**EXCERPTED RECORDS:**
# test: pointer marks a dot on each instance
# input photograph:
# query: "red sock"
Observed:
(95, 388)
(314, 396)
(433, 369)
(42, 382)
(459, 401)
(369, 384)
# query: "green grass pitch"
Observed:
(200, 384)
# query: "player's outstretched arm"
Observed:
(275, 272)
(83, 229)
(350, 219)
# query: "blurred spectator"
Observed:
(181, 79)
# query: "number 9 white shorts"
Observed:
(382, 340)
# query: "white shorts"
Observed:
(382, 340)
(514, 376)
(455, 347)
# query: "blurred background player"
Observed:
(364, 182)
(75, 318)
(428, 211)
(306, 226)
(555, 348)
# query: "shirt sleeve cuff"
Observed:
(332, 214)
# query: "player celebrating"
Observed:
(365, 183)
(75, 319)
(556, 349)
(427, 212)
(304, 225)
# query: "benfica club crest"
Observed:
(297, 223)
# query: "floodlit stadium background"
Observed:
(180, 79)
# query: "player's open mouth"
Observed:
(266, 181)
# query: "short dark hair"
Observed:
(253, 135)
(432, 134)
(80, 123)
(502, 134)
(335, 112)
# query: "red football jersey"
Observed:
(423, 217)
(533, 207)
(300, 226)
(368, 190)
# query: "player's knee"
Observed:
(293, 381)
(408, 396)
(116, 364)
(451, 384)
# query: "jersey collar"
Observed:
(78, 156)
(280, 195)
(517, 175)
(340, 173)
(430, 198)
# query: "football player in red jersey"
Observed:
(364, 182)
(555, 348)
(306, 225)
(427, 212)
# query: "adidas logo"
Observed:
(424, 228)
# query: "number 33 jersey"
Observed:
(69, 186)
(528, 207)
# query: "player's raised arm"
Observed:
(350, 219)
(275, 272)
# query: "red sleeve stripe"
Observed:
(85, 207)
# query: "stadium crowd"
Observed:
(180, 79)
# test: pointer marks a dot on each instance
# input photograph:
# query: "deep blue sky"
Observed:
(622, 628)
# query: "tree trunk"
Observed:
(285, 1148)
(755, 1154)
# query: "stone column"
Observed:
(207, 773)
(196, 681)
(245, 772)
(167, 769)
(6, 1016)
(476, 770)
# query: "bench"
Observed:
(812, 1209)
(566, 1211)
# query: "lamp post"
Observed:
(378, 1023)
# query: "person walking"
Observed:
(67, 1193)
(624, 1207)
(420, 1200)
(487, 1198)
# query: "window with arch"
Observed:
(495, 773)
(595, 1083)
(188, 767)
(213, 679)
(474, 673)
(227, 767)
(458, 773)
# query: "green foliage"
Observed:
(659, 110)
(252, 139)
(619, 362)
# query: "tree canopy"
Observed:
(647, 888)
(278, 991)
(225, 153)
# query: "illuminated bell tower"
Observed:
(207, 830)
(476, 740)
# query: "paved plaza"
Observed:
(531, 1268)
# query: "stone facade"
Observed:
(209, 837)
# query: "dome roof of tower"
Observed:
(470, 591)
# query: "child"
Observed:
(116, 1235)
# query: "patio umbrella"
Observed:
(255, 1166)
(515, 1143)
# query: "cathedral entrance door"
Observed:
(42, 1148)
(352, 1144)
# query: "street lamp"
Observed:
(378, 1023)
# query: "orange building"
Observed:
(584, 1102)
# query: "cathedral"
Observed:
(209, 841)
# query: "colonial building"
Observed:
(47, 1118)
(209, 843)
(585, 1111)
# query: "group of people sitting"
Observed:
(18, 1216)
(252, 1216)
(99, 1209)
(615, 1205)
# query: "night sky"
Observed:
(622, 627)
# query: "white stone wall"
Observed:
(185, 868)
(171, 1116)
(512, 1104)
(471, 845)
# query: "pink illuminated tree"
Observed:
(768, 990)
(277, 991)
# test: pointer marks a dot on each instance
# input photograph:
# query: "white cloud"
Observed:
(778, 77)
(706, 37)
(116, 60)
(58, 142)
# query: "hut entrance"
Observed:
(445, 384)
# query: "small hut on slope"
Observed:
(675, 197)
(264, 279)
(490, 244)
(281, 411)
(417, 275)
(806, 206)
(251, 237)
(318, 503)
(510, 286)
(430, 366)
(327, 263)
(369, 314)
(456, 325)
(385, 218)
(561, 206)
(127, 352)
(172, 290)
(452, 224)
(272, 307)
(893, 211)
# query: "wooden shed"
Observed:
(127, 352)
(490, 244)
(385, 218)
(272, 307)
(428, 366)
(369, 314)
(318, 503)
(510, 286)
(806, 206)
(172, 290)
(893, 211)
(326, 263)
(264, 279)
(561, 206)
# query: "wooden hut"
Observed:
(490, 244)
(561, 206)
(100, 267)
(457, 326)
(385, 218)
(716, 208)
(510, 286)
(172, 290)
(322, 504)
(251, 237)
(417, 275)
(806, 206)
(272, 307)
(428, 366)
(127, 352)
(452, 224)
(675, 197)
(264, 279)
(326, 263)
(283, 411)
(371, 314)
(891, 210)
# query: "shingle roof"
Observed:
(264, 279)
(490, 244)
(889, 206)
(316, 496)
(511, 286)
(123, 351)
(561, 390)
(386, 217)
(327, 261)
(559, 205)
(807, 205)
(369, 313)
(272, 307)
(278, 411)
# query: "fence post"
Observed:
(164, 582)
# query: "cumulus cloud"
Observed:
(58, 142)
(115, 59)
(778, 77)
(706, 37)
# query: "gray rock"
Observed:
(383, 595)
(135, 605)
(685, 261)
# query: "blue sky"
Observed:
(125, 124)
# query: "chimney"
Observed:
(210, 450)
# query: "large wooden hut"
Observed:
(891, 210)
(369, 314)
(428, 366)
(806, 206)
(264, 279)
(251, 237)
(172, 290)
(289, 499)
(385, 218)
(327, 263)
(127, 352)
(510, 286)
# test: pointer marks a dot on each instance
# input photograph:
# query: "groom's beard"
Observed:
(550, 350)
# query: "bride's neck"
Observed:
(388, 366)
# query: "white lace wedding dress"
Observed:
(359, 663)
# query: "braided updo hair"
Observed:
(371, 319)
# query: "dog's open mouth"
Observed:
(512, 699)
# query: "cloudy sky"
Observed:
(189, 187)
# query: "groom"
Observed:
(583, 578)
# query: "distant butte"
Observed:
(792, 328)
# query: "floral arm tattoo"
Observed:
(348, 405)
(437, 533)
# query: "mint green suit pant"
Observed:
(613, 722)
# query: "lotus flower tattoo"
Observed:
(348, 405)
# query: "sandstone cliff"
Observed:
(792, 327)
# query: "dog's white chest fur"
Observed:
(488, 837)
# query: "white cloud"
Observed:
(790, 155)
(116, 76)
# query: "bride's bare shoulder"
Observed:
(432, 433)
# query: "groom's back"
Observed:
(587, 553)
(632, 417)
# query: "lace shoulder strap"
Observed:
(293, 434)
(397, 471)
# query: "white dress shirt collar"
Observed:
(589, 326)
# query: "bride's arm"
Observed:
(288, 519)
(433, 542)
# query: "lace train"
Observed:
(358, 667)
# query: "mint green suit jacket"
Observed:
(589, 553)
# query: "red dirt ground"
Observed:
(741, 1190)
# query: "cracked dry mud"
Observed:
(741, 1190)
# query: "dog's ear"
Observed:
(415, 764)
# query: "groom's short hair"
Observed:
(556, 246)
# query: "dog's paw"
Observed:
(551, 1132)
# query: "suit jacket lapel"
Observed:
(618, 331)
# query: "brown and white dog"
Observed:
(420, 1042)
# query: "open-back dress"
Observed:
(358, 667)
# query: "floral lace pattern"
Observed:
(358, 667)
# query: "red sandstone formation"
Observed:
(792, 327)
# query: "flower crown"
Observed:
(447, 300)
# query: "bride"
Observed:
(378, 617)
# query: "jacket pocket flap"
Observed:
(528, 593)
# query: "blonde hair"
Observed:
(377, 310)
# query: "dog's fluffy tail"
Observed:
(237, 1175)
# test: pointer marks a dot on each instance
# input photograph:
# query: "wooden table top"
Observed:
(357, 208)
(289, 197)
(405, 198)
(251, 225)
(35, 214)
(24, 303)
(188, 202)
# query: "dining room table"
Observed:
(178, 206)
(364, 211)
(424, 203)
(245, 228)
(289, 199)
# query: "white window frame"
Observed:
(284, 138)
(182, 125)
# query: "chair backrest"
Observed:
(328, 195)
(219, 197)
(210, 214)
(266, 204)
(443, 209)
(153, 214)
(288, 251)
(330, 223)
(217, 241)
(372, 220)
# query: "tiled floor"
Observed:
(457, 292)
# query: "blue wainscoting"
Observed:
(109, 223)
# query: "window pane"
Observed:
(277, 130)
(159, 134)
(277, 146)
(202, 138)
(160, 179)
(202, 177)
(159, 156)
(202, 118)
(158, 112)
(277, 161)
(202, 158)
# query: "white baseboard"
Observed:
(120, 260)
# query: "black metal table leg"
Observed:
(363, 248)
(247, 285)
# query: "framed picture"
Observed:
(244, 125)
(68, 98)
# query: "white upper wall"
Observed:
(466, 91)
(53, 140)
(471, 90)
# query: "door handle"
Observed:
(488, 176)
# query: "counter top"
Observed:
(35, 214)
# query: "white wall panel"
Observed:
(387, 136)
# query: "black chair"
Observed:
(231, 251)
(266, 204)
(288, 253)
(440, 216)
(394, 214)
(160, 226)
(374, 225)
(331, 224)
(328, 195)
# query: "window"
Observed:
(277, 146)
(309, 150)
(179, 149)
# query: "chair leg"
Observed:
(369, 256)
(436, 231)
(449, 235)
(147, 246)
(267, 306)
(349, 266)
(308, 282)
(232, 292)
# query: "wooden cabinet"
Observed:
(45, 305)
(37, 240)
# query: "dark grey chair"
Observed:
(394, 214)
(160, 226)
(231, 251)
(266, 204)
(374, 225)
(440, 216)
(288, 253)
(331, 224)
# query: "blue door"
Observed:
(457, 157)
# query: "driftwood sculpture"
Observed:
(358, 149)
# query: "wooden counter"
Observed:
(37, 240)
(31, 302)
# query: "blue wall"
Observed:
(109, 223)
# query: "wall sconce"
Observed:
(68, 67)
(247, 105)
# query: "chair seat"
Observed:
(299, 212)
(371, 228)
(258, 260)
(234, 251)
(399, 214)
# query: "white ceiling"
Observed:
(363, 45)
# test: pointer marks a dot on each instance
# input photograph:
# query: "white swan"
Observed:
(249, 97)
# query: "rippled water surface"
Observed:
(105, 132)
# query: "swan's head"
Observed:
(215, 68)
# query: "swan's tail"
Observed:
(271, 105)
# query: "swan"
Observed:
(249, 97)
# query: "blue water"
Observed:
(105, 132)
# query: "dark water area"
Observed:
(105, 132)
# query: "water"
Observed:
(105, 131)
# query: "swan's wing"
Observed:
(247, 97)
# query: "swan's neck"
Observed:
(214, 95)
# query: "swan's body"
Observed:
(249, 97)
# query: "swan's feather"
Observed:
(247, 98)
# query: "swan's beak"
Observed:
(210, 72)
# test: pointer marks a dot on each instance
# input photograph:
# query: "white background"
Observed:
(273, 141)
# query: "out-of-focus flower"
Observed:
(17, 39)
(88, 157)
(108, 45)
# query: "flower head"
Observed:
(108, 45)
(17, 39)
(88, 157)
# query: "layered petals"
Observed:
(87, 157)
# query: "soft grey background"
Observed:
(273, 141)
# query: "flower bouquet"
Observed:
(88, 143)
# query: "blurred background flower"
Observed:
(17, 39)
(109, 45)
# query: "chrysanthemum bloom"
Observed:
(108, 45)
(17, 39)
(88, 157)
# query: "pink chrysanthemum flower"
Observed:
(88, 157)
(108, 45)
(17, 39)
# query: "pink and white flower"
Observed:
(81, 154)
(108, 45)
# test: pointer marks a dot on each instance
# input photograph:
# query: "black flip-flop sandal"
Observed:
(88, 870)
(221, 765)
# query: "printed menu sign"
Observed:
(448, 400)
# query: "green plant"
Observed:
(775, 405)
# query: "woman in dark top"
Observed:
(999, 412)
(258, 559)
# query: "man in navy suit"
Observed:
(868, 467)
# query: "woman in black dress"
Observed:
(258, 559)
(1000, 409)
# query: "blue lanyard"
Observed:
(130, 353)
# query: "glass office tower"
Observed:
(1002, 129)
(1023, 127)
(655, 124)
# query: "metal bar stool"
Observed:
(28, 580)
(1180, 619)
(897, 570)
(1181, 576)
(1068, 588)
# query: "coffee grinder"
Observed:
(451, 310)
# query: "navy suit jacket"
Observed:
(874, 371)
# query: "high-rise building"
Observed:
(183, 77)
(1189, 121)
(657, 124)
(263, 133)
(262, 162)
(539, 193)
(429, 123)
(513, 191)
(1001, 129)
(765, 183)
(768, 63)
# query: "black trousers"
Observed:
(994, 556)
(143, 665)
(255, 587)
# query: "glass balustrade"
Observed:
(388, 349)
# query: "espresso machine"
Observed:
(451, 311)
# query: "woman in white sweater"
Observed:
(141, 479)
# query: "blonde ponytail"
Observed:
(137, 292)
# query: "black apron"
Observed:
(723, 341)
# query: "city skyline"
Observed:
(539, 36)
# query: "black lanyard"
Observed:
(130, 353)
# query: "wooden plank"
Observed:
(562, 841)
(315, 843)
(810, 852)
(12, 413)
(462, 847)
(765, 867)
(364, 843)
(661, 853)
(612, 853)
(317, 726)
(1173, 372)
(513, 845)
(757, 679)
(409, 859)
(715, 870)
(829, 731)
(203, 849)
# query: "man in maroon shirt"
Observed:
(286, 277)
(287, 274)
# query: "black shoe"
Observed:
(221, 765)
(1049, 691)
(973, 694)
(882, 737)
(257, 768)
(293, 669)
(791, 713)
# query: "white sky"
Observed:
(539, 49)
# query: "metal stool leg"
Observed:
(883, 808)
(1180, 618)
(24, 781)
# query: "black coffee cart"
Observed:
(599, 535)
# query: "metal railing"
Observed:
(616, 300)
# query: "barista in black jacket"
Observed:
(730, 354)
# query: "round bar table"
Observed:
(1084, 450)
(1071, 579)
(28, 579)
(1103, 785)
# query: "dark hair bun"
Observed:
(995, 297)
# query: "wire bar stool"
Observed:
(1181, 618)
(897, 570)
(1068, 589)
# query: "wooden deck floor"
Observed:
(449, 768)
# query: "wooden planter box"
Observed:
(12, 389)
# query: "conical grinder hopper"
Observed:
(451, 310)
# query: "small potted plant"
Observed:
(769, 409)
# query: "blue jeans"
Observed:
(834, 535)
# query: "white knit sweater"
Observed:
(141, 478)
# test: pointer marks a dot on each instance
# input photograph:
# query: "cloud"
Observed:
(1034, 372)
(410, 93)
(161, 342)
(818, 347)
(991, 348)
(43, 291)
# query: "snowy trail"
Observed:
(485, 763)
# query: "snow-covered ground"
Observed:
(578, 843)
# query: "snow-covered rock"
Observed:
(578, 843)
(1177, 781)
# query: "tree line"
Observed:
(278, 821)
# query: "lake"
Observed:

**GOAL:** Reproduce the material above word for word, starting at its first line and ending at the line that contains "(755, 1154)", with both of those lines included.

**TASK ANSWER:**
# test: pointer marks a dot on each instance
# input photograph:
# query: "red sock"
Observed:
(95, 388)
(314, 396)
(433, 369)
(42, 382)
(459, 401)
(369, 384)
# query: "green grass pitch"
Observed:
(200, 384)
# query: "player's outstretched arm"
Observed:
(275, 272)
(83, 229)
(350, 219)
# query: "blurred spectator"
Observed:
(181, 79)
# query: "number 9 white shorts"
Observed:
(382, 340)
# query: "white shorts"
Observed:
(382, 340)
(514, 376)
(455, 347)
# query: "blurred background player"
Observed:
(364, 182)
(75, 318)
(428, 211)
(306, 226)
(555, 348)
# query: "shirt sleeve cuff"
Observed:
(332, 214)
# query: "player celebrating"
Observed:
(365, 183)
(75, 319)
(556, 349)
(427, 212)
(304, 225)
# query: "benfica club crest"
Observed:
(297, 223)
# query: "floodlit stadium background"
Observed:
(180, 79)
# query: "player's open mouth"
Observed:
(266, 181)
# query: "short dark hair"
Observed:
(253, 135)
(432, 134)
(80, 123)
(502, 134)
(335, 112)
# query: "red football jersey"
Observed:
(423, 217)
(533, 207)
(300, 226)
(368, 190)
# query: "player's knee"
Observed:
(293, 381)
(408, 396)
(116, 364)
(451, 384)
# query: "jersey collar"
Observed:
(78, 156)
(280, 195)
(517, 175)
(340, 173)
(430, 198)
# query: "football player in red jersey"
Observed:
(364, 182)
(555, 348)
(306, 225)
(427, 212)
# query: "adidas logo"
Observed:
(424, 228)
# query: "number 33 jersey"
Observed:
(69, 186)
(528, 207)
# query: "player's raised arm"
Observed:
(350, 219)
(275, 272)
# query: "red sleeve stripe"
Observed:
(85, 207)
# query: "stadium crowd"
Observed:
(180, 79)
# test: pointer marks a dot on each instance
# input photograph:
# query: "deep blue sky"
Observed:
(622, 628)
# query: "tree trunk"
Observed:
(285, 1148)
(755, 1154)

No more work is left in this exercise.